** Opening EXERCISE MATERIAL block **

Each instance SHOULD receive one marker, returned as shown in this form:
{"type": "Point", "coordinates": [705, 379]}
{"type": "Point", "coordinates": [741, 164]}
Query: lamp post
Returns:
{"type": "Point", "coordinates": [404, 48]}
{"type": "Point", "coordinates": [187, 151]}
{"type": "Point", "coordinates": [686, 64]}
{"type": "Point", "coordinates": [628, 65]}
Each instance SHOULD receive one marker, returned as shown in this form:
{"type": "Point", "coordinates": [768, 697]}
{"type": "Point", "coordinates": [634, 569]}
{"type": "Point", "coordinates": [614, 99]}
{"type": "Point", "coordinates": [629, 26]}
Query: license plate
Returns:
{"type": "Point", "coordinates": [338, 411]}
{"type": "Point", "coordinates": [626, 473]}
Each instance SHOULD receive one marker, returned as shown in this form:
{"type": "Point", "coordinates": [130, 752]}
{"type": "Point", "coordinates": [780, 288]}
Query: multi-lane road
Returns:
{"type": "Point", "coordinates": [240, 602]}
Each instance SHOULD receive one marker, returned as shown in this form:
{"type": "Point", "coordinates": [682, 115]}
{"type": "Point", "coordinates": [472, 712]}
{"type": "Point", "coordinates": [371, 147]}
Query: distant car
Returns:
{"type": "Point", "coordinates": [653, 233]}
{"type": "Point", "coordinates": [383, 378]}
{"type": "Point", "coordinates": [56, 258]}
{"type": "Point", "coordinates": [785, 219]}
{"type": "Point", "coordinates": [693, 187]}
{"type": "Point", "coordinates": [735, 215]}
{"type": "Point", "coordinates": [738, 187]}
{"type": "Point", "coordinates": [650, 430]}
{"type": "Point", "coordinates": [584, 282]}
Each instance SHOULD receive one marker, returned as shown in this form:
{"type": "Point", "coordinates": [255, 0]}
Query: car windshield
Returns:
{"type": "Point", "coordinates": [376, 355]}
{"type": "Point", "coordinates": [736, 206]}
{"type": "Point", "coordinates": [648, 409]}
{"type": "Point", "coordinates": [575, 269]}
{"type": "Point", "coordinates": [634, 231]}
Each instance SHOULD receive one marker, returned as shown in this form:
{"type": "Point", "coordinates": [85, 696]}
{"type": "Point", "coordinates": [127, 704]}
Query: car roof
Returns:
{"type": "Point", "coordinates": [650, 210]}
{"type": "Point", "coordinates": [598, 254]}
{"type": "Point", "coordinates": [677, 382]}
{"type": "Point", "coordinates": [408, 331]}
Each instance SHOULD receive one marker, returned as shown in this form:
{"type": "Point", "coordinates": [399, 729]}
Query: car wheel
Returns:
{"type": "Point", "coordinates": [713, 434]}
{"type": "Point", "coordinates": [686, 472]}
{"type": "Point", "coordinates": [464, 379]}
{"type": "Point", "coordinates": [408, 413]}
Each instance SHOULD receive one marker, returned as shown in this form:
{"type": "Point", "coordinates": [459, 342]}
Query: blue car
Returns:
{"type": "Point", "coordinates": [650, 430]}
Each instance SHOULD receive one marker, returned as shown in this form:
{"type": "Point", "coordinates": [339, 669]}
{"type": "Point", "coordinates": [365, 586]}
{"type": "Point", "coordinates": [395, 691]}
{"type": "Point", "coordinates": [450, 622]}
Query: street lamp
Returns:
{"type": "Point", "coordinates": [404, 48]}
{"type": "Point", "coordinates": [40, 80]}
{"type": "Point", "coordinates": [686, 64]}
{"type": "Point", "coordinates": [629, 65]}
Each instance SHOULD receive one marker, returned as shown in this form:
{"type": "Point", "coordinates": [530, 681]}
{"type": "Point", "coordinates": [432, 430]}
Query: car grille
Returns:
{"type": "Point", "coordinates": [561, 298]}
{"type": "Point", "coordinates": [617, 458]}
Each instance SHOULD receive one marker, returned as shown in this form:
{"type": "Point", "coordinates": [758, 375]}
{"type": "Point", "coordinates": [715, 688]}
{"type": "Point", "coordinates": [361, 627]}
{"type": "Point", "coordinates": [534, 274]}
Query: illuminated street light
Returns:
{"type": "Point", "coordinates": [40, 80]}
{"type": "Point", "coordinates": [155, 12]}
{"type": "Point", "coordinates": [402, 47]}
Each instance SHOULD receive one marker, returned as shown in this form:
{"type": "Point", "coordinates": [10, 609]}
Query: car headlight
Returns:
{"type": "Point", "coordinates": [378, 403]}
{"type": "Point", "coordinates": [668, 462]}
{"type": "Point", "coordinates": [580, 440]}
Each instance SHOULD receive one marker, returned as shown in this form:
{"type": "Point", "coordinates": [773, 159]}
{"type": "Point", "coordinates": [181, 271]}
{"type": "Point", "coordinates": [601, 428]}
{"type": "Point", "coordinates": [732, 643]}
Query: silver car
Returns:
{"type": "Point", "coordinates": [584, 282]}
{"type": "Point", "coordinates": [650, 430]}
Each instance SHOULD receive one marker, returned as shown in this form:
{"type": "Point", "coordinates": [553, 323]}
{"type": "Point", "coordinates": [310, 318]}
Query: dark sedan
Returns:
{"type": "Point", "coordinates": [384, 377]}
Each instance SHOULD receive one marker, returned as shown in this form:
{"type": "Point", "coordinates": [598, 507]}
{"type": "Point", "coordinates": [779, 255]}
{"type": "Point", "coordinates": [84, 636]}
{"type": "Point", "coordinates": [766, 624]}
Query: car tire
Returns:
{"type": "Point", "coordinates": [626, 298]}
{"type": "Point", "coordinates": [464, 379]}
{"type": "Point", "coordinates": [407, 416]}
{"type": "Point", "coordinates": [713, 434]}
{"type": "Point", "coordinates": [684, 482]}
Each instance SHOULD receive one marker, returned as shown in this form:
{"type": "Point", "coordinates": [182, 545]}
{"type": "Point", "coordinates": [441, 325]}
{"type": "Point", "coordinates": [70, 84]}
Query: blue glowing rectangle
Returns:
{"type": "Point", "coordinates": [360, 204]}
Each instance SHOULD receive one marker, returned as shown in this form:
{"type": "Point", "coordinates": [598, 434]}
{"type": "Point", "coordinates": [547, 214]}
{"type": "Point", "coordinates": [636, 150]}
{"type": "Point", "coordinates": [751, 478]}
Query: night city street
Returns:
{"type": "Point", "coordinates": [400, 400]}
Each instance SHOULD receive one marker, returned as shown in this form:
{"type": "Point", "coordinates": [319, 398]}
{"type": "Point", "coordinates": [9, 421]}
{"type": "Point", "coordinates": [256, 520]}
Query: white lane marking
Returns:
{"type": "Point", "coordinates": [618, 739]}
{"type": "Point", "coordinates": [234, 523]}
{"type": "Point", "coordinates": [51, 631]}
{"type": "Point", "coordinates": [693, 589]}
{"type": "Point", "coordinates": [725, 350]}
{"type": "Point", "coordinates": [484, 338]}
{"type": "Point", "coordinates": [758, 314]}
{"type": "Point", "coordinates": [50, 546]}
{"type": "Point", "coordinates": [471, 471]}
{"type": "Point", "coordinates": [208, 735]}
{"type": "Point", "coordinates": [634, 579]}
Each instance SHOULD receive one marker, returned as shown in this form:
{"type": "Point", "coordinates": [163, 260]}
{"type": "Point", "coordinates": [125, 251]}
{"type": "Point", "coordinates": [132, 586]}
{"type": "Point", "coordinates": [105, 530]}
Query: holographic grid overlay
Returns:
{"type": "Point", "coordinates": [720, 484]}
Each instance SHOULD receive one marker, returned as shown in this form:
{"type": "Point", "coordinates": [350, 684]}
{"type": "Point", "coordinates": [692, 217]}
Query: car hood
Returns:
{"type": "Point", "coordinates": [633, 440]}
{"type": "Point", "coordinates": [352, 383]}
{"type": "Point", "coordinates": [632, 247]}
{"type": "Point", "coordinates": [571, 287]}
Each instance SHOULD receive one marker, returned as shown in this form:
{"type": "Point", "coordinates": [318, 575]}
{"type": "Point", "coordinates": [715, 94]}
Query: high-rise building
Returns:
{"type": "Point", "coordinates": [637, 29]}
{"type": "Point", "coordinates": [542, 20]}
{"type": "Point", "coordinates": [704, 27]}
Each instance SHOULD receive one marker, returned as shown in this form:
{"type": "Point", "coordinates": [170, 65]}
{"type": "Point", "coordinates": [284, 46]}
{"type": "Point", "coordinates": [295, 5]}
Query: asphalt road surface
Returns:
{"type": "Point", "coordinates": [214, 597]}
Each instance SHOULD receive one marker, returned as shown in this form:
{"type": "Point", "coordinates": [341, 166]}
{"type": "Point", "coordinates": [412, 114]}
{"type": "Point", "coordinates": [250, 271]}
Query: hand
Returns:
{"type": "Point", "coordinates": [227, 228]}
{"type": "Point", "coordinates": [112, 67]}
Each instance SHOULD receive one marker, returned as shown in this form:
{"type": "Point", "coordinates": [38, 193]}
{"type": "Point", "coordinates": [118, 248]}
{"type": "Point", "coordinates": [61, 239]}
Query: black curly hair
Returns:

** Closing EXERCISE MATERIAL block **

WHAT IS EXPECTED:
A bare number is all that is asked for: the count of lines above that include "road".

OUTPUT FOR THIS EXERCISE:
2